What you will do: The lines to repeat are those below from the one containing "Query: silver sedan" down to the one containing "the sedan wheel", both included; reproduce them exactly and nothing else.

□ □ □ □ □ □ □

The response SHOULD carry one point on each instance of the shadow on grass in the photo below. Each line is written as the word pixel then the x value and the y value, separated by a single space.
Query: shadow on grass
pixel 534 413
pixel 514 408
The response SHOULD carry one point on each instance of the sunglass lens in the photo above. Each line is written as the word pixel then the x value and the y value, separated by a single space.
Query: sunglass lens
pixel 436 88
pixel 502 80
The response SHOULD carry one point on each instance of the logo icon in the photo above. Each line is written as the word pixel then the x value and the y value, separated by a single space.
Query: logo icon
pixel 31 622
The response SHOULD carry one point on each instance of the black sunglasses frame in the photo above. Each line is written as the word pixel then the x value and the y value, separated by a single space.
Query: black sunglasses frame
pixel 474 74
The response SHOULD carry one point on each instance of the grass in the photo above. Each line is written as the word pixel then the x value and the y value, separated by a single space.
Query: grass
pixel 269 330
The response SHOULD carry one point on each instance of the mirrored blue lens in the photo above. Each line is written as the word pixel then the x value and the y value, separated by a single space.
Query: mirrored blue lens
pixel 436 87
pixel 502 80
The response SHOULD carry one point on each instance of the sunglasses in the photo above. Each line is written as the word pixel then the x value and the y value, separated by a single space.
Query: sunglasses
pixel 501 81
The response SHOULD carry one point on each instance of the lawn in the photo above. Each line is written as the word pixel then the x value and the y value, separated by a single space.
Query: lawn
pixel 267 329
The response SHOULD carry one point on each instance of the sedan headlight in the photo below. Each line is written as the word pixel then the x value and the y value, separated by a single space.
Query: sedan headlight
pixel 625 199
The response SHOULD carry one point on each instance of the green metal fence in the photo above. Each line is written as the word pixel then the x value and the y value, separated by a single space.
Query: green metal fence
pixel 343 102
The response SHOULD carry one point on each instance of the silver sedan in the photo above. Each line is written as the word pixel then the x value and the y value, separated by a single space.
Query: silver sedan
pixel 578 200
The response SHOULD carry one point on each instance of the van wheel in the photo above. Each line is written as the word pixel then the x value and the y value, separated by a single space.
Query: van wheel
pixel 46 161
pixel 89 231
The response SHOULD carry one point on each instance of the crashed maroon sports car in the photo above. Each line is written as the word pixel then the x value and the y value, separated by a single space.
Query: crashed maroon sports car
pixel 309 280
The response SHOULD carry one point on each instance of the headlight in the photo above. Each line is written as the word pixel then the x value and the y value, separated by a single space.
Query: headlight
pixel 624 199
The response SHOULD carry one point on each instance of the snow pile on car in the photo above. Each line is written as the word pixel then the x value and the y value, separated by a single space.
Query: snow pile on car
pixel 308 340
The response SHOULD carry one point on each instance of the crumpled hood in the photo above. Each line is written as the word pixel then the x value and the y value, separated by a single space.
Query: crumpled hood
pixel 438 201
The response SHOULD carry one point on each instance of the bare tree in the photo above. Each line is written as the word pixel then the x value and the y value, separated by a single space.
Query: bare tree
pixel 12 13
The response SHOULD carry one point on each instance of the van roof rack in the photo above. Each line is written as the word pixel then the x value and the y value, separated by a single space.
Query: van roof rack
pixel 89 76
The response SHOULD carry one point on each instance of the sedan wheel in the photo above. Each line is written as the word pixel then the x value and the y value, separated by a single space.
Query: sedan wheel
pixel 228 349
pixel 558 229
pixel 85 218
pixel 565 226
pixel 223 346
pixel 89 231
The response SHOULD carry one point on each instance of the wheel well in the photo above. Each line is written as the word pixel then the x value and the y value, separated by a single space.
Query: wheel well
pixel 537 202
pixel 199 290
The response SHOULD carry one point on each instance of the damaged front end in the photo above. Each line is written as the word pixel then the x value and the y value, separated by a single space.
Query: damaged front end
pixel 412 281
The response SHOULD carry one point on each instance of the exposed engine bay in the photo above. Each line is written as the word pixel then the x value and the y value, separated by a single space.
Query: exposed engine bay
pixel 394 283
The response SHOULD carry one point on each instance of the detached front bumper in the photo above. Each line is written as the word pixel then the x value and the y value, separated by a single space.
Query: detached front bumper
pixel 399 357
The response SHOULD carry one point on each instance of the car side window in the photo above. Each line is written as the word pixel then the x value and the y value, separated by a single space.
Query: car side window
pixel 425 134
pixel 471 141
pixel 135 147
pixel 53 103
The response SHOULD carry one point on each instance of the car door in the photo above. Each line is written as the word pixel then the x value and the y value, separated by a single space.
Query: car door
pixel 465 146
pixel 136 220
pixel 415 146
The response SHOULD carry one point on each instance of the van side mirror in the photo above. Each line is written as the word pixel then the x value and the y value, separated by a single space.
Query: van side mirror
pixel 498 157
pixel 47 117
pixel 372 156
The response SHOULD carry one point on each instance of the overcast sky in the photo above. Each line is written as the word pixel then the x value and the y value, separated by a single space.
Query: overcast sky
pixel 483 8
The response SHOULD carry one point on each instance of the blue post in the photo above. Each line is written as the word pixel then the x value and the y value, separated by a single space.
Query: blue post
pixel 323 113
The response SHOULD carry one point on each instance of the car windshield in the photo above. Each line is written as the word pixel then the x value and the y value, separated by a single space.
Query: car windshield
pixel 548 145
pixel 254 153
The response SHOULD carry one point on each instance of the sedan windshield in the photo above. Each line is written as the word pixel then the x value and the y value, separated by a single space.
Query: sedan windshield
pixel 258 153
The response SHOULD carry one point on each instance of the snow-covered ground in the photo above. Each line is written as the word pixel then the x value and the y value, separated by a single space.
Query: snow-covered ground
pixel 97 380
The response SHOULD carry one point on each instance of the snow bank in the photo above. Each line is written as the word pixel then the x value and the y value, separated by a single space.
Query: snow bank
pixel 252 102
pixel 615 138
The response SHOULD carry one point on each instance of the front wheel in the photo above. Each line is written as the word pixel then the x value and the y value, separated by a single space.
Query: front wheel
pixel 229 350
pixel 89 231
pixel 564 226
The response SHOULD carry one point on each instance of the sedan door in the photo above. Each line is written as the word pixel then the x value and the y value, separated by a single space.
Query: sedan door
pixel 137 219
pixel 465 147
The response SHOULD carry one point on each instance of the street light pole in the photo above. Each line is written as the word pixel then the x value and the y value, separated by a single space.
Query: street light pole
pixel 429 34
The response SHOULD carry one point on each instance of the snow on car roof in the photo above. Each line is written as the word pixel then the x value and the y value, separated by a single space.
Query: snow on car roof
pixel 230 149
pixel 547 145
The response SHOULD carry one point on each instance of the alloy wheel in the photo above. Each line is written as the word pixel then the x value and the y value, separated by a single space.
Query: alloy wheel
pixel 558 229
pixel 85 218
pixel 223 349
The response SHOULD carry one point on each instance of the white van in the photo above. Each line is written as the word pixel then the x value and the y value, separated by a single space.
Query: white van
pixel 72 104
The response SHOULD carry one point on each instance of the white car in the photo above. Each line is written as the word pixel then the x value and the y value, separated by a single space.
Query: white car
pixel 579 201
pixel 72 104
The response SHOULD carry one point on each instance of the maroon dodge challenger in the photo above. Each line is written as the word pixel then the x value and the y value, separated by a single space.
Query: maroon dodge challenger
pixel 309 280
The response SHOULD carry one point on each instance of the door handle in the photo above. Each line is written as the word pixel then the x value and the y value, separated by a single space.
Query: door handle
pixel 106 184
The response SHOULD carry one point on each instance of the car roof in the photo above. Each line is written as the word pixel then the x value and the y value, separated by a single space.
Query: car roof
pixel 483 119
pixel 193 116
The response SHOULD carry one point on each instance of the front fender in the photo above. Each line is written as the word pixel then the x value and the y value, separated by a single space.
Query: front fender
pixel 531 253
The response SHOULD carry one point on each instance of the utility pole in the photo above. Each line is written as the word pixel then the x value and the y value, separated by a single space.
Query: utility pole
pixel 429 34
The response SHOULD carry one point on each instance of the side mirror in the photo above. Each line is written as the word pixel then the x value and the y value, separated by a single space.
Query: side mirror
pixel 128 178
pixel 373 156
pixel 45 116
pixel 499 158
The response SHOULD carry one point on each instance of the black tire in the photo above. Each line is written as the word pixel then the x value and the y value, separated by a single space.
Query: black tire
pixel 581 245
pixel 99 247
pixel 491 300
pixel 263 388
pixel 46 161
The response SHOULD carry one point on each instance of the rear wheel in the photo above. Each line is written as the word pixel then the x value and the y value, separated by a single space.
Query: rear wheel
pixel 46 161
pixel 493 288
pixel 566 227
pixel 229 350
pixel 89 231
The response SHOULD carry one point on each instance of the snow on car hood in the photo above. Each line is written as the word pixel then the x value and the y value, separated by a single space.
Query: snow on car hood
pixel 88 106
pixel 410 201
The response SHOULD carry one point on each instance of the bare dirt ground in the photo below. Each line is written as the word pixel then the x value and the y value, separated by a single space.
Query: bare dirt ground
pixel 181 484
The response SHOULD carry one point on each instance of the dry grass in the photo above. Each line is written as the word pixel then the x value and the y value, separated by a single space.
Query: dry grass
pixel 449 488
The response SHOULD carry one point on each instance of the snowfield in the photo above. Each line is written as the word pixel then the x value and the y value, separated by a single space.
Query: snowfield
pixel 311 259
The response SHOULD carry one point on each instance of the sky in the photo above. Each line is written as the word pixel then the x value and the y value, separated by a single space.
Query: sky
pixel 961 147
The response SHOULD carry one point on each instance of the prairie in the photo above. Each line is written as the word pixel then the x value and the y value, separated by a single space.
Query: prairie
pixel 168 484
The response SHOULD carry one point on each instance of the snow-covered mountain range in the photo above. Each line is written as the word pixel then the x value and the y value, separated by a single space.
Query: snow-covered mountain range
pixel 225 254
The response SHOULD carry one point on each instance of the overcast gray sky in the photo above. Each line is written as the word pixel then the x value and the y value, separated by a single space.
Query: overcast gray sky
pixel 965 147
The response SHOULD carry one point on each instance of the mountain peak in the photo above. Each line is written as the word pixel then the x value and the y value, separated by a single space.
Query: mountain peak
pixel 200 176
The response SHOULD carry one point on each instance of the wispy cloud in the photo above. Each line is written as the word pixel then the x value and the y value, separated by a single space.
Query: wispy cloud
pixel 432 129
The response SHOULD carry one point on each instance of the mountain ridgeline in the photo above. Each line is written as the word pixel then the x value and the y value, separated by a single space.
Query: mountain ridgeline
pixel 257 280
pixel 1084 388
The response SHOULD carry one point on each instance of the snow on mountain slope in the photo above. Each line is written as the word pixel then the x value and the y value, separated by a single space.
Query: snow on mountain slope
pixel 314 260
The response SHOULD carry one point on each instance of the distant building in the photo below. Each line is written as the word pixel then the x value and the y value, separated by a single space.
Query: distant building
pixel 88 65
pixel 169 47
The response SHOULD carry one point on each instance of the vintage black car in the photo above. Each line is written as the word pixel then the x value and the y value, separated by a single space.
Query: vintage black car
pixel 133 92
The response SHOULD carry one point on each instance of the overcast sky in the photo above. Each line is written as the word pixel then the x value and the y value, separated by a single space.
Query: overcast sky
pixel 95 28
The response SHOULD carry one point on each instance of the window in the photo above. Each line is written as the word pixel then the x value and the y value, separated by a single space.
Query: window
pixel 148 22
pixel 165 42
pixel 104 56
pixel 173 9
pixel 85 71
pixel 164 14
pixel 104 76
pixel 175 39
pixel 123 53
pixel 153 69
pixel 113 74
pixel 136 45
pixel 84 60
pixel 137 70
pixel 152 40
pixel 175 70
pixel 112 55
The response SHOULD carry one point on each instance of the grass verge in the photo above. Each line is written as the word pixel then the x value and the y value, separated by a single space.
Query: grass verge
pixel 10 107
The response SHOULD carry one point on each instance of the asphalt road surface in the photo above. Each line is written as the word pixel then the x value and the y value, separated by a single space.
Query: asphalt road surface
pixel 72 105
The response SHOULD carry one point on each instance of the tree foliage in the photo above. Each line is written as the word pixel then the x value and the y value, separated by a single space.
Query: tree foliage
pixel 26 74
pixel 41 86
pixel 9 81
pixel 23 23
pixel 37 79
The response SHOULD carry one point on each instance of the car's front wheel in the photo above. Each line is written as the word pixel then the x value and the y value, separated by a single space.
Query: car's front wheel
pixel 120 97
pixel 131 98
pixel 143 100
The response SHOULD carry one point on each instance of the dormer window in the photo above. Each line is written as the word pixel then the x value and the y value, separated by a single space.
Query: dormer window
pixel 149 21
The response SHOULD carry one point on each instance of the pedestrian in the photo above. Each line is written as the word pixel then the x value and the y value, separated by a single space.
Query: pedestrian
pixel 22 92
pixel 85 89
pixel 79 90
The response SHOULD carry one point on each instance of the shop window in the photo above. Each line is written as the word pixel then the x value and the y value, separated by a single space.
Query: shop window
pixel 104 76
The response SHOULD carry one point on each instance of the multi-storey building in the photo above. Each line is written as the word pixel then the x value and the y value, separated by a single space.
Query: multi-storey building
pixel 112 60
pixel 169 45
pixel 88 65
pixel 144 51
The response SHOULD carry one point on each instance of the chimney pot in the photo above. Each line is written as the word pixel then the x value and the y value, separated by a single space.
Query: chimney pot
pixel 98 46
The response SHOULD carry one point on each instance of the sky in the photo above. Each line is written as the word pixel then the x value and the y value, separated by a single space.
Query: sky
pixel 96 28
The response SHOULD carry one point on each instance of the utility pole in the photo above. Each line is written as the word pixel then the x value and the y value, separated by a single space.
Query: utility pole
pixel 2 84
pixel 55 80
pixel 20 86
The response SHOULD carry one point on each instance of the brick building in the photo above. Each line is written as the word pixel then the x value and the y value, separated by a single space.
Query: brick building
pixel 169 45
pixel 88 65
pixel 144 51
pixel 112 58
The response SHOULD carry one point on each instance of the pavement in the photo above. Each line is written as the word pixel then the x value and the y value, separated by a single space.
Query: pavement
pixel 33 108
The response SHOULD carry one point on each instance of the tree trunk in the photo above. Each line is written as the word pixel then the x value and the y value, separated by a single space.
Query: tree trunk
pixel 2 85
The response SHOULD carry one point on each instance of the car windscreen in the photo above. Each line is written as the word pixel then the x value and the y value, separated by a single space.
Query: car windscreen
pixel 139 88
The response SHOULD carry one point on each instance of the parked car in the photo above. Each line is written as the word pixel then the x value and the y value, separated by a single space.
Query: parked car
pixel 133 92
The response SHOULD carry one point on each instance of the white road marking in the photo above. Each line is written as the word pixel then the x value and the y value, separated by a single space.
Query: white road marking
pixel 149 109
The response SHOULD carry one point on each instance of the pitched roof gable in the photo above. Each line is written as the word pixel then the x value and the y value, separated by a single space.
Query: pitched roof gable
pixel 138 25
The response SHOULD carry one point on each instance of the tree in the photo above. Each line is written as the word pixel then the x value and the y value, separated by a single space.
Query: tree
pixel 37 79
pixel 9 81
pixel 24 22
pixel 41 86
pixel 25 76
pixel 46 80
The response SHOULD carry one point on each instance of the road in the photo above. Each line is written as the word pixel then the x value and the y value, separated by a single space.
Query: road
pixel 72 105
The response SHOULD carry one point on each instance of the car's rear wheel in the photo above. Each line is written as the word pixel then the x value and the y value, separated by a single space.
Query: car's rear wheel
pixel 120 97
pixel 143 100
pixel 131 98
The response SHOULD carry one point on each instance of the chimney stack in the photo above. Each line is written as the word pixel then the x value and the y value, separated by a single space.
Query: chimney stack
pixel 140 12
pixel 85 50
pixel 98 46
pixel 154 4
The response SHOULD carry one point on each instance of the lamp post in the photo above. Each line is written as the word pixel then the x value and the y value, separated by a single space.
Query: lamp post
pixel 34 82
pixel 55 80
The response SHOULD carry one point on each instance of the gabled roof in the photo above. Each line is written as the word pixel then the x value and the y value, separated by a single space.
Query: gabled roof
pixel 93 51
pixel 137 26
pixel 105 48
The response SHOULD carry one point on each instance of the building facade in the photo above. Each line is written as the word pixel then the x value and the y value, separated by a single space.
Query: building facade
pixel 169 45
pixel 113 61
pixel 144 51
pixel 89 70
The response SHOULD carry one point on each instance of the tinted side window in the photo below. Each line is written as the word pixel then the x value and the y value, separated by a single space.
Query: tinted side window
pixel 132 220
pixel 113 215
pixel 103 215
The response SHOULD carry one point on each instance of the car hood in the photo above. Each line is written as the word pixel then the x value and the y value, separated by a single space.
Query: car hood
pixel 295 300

□ □ □ □ □ □ □

Task solution:
Query: silver sedan
pixel 578 200
The response SHOULD carry one point on each instance of the van wheel in the photo above. Each line is written as the word pixel then the x value and the y value, separated by a single space.
Query: van wheel
pixel 46 161
pixel 89 231
The response SHOULD carry one point on each instance of the crashed maroon sports car in the photo above. Each line is written as the word pixel then the x value and the y value, separated by a single space.
Query: crashed maroon sports car
pixel 309 280
The response SHOULD carry one point on each instance of the headlight in the photo above. Each line is written as the word pixel then the x value and the y value, separated by a single space.
Query: headlight
pixel 624 199
The response SHOULD carry one point on each instance of the snow pile on car in the photo above. Each line is written as the word pixel then the x value and the y value, separated by a single space.
Query: snow pile on car
pixel 308 340
The response SHOULD carry one point on each instance of the crumpled hood in the photo above. Each line is written as the word pixel then the x value and the y value, separated by a single space.
Query: crumpled hood
pixel 438 201
The response SHOULD carry one point on each instance of the bare tree in the photo above. Each line is written as the word pixel then the x value and the y value, separated by a single space.
Query: bare tree
pixel 12 13
The response SHOULD carry one point on each instance of the van roof rack in the photo above. Each line is written as the word pixel then the x value and the y value, separated by a single space.
Query: van roof rack
pixel 89 76
The response SHOULD carry one point on each instance of the sedan wheel in the photo above. Each line is written as the word pixel then the x value and the y value, separated by a single space.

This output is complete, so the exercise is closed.